Excerpted records |
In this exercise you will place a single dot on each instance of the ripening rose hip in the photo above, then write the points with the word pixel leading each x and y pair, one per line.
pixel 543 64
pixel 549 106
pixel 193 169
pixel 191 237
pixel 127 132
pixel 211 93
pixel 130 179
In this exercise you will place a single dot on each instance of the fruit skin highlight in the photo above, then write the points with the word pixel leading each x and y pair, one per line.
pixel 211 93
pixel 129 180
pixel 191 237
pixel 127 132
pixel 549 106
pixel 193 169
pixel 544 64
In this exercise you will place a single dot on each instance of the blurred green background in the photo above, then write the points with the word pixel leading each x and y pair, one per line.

What you have to do |
Reproduce all of the records above, replacing "leading" with "preceding" everywhere it occurs and keeping every other character the same.

Exercise output |
In this exercise you will place a single dot on each instance of the ripening rose hip in the photo above, then write the points with the word pixel preceding each x and y pair, one per line.
pixel 543 64
pixel 549 106
pixel 193 169
pixel 191 237
pixel 127 132
pixel 211 93
pixel 130 179
In this exercise you will place a single dot on each instance of the fruit skin highlight in the photo above, then write the points with the word pixel preceding each x and y pair, one per line.
pixel 211 93
pixel 129 180
pixel 191 237
pixel 127 132
pixel 549 106
pixel 193 169
pixel 544 64
In this exercise you will place a single dot on each instance of the blurred green background in the photo above, then write the points with the word pixel preceding each x and y pair, one per line.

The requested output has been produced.